WHAT YOU NEED TO DO —
Render every line of the records below as a JSON list of strings, one string per line, and leave out any blank lines.

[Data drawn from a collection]
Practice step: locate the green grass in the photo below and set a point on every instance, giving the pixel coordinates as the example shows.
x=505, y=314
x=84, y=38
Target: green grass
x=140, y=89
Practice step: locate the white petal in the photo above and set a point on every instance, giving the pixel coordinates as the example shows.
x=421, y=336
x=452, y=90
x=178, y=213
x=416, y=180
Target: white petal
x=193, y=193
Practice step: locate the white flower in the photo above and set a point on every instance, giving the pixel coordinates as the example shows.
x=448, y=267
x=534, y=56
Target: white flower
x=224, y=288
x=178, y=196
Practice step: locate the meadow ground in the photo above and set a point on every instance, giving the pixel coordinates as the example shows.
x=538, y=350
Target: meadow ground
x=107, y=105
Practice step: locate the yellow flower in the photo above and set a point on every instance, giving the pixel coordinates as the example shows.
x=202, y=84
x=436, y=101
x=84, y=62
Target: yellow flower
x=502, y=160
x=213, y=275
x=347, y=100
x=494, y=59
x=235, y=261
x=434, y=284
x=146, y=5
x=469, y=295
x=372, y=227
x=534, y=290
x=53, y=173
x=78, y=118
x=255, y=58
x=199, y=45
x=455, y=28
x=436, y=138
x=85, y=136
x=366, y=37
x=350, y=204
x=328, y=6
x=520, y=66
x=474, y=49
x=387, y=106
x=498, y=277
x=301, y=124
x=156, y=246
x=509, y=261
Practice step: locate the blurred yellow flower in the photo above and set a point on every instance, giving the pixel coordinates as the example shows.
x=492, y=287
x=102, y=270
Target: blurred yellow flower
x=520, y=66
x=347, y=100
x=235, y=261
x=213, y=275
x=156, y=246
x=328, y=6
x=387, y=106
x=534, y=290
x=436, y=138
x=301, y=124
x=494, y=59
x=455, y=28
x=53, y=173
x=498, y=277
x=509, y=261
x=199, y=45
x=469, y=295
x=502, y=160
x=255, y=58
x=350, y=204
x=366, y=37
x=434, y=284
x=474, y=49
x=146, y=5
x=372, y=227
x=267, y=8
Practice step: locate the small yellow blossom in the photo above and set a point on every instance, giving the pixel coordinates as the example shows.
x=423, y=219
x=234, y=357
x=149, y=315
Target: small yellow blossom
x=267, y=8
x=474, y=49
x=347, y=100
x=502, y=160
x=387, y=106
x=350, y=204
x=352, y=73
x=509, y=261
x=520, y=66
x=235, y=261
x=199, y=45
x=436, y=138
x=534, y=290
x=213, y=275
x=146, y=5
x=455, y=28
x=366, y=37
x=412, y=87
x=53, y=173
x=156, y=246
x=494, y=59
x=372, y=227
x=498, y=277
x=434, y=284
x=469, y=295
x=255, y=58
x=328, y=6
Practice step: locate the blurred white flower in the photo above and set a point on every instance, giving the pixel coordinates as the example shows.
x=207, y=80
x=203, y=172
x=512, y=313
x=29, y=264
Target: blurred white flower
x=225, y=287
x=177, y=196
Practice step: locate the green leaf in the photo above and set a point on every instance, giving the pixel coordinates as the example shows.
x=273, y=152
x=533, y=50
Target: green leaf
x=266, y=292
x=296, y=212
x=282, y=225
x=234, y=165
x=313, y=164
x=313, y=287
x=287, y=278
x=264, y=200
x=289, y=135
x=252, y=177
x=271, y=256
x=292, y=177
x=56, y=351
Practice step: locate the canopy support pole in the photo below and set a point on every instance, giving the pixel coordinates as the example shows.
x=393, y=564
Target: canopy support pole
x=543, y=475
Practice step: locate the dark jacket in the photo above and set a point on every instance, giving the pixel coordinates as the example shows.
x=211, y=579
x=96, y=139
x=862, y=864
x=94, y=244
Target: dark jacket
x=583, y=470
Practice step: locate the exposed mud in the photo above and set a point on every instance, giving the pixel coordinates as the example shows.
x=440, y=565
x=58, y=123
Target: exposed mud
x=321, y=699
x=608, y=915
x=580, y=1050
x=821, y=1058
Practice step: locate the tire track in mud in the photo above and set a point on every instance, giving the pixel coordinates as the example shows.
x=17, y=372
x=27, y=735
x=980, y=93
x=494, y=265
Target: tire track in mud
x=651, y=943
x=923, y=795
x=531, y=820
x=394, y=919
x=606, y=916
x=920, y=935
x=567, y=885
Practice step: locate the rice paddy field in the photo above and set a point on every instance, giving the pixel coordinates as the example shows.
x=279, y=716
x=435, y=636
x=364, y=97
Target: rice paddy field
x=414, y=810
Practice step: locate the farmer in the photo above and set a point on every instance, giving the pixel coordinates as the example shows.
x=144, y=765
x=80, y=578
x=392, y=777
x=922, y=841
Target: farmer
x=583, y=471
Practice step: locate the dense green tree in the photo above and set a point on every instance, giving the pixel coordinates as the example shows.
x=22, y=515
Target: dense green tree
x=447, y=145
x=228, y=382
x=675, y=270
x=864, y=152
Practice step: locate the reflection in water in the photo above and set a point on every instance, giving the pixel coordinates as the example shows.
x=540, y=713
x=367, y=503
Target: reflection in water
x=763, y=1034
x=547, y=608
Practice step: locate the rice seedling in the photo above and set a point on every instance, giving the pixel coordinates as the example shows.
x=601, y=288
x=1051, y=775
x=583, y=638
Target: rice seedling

RESPONSE FOR THIS EXERCISE —
[
  "Practice step: locate the green grass in the photo below and set a point on every instance, giving the pixel coordinates as the example shows.",
  "x=505, y=314",
  "x=84, y=38",
  "Target: green grass",
  "x=140, y=89",
  "Practice step: locate the white petal in the photo above and set a point on every instance, giving the pixel coordinates as the example shows.",
  "x=421, y=336",
  "x=452, y=90",
  "x=178, y=213",
  "x=416, y=180",
  "Target: white petal",
  "x=193, y=193",
  "Practice step: locate the white flower in the photo above and set a point on every instance, giving the pixel coordinates as the example shows.",
  "x=448, y=267",
  "x=534, y=56",
  "Target: white flower",
  "x=224, y=288",
  "x=178, y=196",
  "Practice step: locate the meadow ground in the photo above and set a point on every instance, giving the pixel coordinates as the example shows.",
  "x=538, y=350",
  "Target: meadow ground",
  "x=107, y=105",
  "Practice step: locate the yellow flower in the photo above and set a point on every instance, giving the pixel coordinates as the example shows.",
  "x=202, y=84",
  "x=436, y=101",
  "x=84, y=62",
  "Target: yellow flower",
  "x=502, y=160",
  "x=213, y=275",
  "x=347, y=100",
  "x=494, y=59",
  "x=235, y=261",
  "x=434, y=284",
  "x=146, y=5",
  "x=469, y=295",
  "x=372, y=227",
  "x=534, y=290",
  "x=53, y=173",
  "x=78, y=118",
  "x=255, y=58",
  "x=199, y=45",
  "x=455, y=28",
  "x=436, y=138",
  "x=85, y=136",
  "x=366, y=37",
  "x=350, y=204",
  "x=328, y=6",
  "x=520, y=66",
  "x=474, y=49",
  "x=387, y=106",
  "x=498, y=277",
  "x=301, y=124",
  "x=156, y=246",
  "x=509, y=261",
  "Practice step: locate the blurred yellow flower in the photo above and set a point on every instance, giving the pixel coordinates as the example shows.",
  "x=492, y=287",
  "x=102, y=270",
  "Target: blurred yellow flower",
  "x=520, y=66",
  "x=347, y=100",
  "x=235, y=261",
  "x=213, y=275",
  "x=156, y=246",
  "x=328, y=6",
  "x=387, y=106",
  "x=534, y=290",
  "x=436, y=138",
  "x=301, y=124",
  "x=494, y=59",
  "x=455, y=28",
  "x=53, y=173",
  "x=498, y=277",
  "x=509, y=261",
  "x=199, y=45",
  "x=469, y=295",
  "x=502, y=160",
  "x=255, y=58",
  "x=350, y=204",
  "x=366, y=37",
  "x=434, y=284",
  "x=474, y=49",
  "x=146, y=5",
  "x=372, y=227",
  "x=267, y=8",
  "Practice step: locate the small yellow blossom in the photo above and set a point on every instance, giving the pixel coordinates as the example shows.",
  "x=423, y=219",
  "x=234, y=357",
  "x=149, y=315",
  "Target: small yellow blossom",
  "x=267, y=8",
  "x=474, y=49",
  "x=347, y=100",
  "x=502, y=160",
  "x=387, y=106",
  "x=350, y=204",
  "x=352, y=73",
  "x=509, y=261",
  "x=520, y=66",
  "x=235, y=261",
  "x=199, y=45",
  "x=436, y=138",
  "x=534, y=290",
  "x=213, y=275",
  "x=146, y=5",
  "x=455, y=28",
  "x=366, y=37",
  "x=412, y=87",
  "x=53, y=173",
  "x=156, y=246",
  "x=494, y=59",
  "x=372, y=227",
  "x=498, y=277",
  "x=434, y=284",
  "x=469, y=295",
  "x=255, y=58",
  "x=328, y=6",
  "Practice step: locate the blurred white flower in the photo above and set a point on every instance, giving the pixel coordinates as the example shows.",
  "x=207, y=80",
  "x=203, y=172",
  "x=512, y=313",
  "x=29, y=264",
  "Target: blurred white flower",
  "x=225, y=287",
  "x=177, y=196",
  "Practice step: locate the green leaf in the photo above and set a point on every instance, giving the pixel coordinates as the example shows.",
  "x=273, y=152",
  "x=533, y=50",
  "Target: green leaf",
  "x=266, y=292",
  "x=296, y=212",
  "x=282, y=225",
  "x=234, y=165",
  "x=313, y=164",
  "x=313, y=287",
  "x=287, y=278",
  "x=264, y=200",
  "x=289, y=135",
  "x=252, y=177",
  "x=271, y=256",
  "x=292, y=177",
  "x=56, y=351",
  "Practice step: locate the canopy support pole in the photo below and set a point on every instance, giving the pixel coordinates as the example shows.",
  "x=393, y=564",
  "Target: canopy support pole",
  "x=543, y=475",
  "Practice step: locate the dark jacket in the photo above and set a point on every instance, giving the pixel coordinates as the example shows.",
  "x=211, y=579",
  "x=96, y=139",
  "x=862, y=864",
  "x=94, y=244",
  "Target: dark jacket",
  "x=583, y=470",
  "Practice step: locate the exposed mud in the photo above and set a point on every instance, giving the pixel coordinates as the example shows.",
  "x=440, y=565",
  "x=58, y=123",
  "Target: exposed mud",
  "x=321, y=699",
  "x=608, y=915",
  "x=580, y=1050",
  "x=821, y=1058",
  "Practice step: locate the tire track in mud in the photo above and set a point on every instance, giving the pixel coordinates as the example shows.",
  "x=17, y=372",
  "x=27, y=735",
  "x=980, y=93",
  "x=494, y=265",
  "Target: tire track in mud",
  "x=651, y=943",
  "x=923, y=795",
  "x=531, y=820",
  "x=394, y=919",
  "x=606, y=916",
  "x=920, y=935",
  "x=567, y=885",
  "Practice step: locate the rice paddy field in the photo above and set a point on every instance, giving the pixel coordinates as the example shows.",
  "x=279, y=716",
  "x=435, y=636",
  "x=364, y=97",
  "Target: rice paddy field",
  "x=414, y=810",
  "Practice step: locate the farmer in the photo above and set a point on every instance, giving the pixel coordinates as the example shows.",
  "x=144, y=765",
  "x=80, y=578",
  "x=392, y=777",
  "x=922, y=841",
  "Target: farmer",
  "x=583, y=471",
  "Practice step: locate the dense green tree in the photo above and set a point on every instance, giving the pixel coordinates as the example shows.",
  "x=22, y=515",
  "Target: dense green tree",
  "x=447, y=145",
  "x=228, y=382",
  "x=675, y=270",
  "x=864, y=152",
  "Practice step: locate the reflection in water in the photo above and set a point on every instance, giving the pixel coordinates as the example shows.",
  "x=540, y=713",
  "x=367, y=503",
  "Target: reflection in water",
  "x=763, y=1034",
  "x=547, y=608",
  "Practice step: locate the rice seedling in the photo above and set a point on every instance, giving the pixel coordinates as the example shows.",
  "x=601, y=288",
  "x=1051, y=775",
  "x=583, y=638",
  "Target: rice seedling"
]